## EXERCISE MATERIAL
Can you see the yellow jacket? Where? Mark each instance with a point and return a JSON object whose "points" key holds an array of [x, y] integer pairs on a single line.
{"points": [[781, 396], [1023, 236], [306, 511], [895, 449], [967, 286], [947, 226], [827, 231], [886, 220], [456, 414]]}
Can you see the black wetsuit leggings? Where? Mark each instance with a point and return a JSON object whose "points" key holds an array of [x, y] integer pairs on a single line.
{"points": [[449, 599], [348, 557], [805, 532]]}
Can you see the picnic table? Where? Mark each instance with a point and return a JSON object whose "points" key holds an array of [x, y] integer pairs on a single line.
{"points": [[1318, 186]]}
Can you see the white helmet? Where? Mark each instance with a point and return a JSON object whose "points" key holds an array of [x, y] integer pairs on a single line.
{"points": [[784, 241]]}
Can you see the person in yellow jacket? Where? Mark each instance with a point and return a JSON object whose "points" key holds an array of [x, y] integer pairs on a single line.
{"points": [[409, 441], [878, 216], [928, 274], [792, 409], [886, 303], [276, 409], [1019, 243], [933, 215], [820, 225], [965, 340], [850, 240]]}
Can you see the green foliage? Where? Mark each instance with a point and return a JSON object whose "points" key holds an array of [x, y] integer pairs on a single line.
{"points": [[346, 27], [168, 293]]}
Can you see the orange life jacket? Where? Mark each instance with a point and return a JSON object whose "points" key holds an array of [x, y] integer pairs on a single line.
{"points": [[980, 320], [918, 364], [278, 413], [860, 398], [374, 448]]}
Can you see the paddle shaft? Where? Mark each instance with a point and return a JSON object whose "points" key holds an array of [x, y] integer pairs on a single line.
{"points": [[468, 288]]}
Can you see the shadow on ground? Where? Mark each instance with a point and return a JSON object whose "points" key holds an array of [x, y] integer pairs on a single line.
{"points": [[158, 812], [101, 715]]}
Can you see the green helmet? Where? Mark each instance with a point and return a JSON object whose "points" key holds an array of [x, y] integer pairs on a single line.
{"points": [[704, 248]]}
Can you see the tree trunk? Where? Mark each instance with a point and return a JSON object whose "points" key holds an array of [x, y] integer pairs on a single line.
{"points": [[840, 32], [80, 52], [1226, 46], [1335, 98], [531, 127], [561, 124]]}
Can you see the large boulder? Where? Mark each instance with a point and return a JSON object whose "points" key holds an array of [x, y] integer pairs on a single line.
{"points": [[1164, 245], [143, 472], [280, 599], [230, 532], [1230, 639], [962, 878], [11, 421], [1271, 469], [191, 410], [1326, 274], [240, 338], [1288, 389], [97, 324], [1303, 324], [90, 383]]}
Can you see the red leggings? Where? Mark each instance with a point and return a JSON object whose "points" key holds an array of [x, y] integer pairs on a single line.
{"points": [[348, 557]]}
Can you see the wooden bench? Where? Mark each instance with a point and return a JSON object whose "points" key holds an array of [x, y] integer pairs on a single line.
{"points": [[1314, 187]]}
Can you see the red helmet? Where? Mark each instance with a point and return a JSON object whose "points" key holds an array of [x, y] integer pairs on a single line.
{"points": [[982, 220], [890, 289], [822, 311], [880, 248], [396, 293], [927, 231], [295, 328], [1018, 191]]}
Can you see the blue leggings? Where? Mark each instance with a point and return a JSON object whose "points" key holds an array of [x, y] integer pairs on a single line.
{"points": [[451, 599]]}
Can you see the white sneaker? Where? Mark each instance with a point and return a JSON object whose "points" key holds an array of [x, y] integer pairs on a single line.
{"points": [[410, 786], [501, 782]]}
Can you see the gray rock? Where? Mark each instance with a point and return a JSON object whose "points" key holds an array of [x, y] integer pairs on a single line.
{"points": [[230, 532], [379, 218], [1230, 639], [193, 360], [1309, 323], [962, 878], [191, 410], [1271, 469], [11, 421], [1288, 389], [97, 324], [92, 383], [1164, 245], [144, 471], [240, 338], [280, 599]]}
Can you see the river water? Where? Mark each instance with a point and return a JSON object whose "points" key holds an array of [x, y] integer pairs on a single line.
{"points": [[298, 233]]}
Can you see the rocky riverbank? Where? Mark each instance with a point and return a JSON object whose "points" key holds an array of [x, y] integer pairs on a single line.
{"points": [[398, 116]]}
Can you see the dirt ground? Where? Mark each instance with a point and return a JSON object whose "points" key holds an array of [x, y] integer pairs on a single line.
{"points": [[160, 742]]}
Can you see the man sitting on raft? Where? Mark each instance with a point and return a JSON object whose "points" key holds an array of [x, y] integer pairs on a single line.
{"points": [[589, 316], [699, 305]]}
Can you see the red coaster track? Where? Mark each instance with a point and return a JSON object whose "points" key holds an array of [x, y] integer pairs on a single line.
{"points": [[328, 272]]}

## GIVEN PROBLEM
Convert every line of the material above into a JSON array of strings, one string per line, skipping blank lines.

## RESULT FOR THIS TASK
[
  "Can you see the yellow jacket? Where? Mark each instance with a point and return a JSON object whose \"points\" key holds an array of [x, y] integer pairs on a single line.",
  "{\"points\": [[781, 396], [1023, 236], [306, 511], [895, 449], [967, 286], [947, 226], [827, 231], [886, 220], [456, 414]]}",
  "Can you see the black wetsuit leggings? Where? Mark each instance with a point and return a JSON object whose \"points\" key holds an array of [x, y] integer pairs on a single line.",
  "{\"points\": [[449, 599], [348, 557], [805, 532]]}",
  "Can you see the picnic table? Where? Mark each instance with a point and return a JSON object whose \"points\" key holds an array of [x, y] integer pairs on a single line.",
  "{\"points\": [[1318, 186]]}",
  "Can you see the white helmet? Where? Mark each instance with a point and return a JSON object whose \"points\" key holds an array of [x, y] integer pairs on a single line.",
  "{\"points\": [[784, 241]]}",
  "Can you see the person in yellow jacket? Where? Mark each instance with a point and return a JSON object whose \"points\" key holds an array of [x, y] integer pairs on a single line.",
  "{\"points\": [[409, 441], [878, 216], [928, 274], [792, 409], [886, 303], [276, 409], [1019, 243], [933, 215], [820, 225], [965, 340], [850, 240]]}",
  "Can you see the green foliage? Where? Mark each instance with a point and return a JSON object whose \"points\" key holds an array of [x, y] integer pairs on a single line.",
  "{\"points\": [[346, 27], [168, 293]]}",
  "Can you see the orange life jacket? Where? Mark each instance with a point and return a JSON object whose \"points\" key holds an array of [x, y] integer pairs on a single line.",
  "{\"points\": [[980, 320], [918, 364], [278, 413], [860, 398], [374, 448]]}",
  "Can you see the paddle shaft? Where? Mark each instance with a point and return a JSON object whose \"points\" key holds an array of [x, y] integer pairs on a single line.",
  "{\"points\": [[468, 288]]}",
  "Can you see the shadow on ground? Where? Mark each instance with a point and return a JSON object whose \"points\" key holds an array of [x, y] integer pairs on a single line.",
  "{\"points\": [[158, 812], [101, 715]]}",
  "Can you see the green helmet? Where? Mark each instance with a point and return a JSON object whose \"points\" key holds an array of [x, y] integer pairs on a single line.",
  "{\"points\": [[704, 248]]}",
  "Can you see the tree trunk? Where? Mark each instance with a point and return a JSON object whose \"points\" key holds an array of [x, y] integer pairs on a single line.",
  "{\"points\": [[840, 32], [80, 52], [1226, 46], [1335, 98], [531, 127], [561, 124]]}",
  "Can you see the large boulder? Where? Mark each instance with a point and return a JSON object whose \"points\" key holds an array of [x, y] integer pairs on a single line.",
  "{\"points\": [[1164, 245], [143, 472], [280, 599], [230, 532], [1230, 639], [962, 878], [11, 421], [1271, 469], [191, 410], [1326, 274], [240, 338], [1288, 389], [97, 324], [1303, 324], [90, 383]]}",
  "Can you see the red leggings? Where? Mark each instance with a point and return a JSON object whose \"points\" key holds an array of [x, y] integer pairs on a single line.",
  "{\"points\": [[348, 557]]}",
  "Can you see the wooden bench? Where? Mark each instance with a point and return a JSON object whose \"points\" key holds an array of [x, y] integer pairs on a single line.",
  "{\"points\": [[1314, 187]]}",
  "Can you see the red helmet? Where? Mark each instance with a point and return a JSON object whose \"points\" key holds an array of [x, y] integer pairs on a single line.",
  "{\"points\": [[982, 220], [890, 289], [822, 311], [880, 248], [396, 293], [927, 231], [295, 328], [1018, 191]]}",
  "Can you see the blue leggings? Where? Mark each instance with a point and return a JSON object whose \"points\" key holds an array of [x, y] integer pairs on a single line.",
  "{\"points\": [[451, 599]]}",
  "Can you see the white sneaker? Where? Mark each instance with a point and return a JSON object whose \"points\" key holds an array of [x, y] integer pairs on a single line.",
  "{\"points\": [[410, 786], [501, 782]]}",
  "Can you see the gray rock? Where? Mark each instance with a point and return a JSON object whose \"points\" key holds an array of [x, y] integer pairs on a single line.",
  "{\"points\": [[230, 532], [379, 218], [1230, 639], [193, 360], [1309, 323], [962, 878], [191, 410], [1271, 469], [11, 421], [1288, 389], [97, 324], [92, 383], [1164, 245], [144, 471], [240, 338], [280, 599]]}",
  "Can you see the river water? Where? Mark each instance with a point and return a JSON object whose \"points\" key holds an array of [x, y] integer pairs on a single line.",
  "{\"points\": [[298, 233]]}",
  "Can you see the rocky riverbank? Where? Mark each instance with a point and return a JSON object whose \"points\" key holds an array of [x, y] integer pairs on a single line.",
  "{\"points\": [[398, 116]]}",
  "Can you see the dirt ground? Where? Mark each instance with a point and return a JSON object whose \"points\" key holds an array of [x, y] integer pairs on a single line.",
  "{\"points\": [[160, 742]]}",
  "Can you see the man sitting on raft? Where? Mark each instance with a point and return a JSON object whose \"points\" key holds an array of [x, y] integer pairs on a single line.",
  "{\"points\": [[589, 316], [699, 305]]}",
  "Can you see the red coaster track? Where? Mark each instance with a point and return a JSON object whose \"points\" key holds an array of [x, y] integer pairs on a single line.",
  "{\"points\": [[328, 272]]}"
]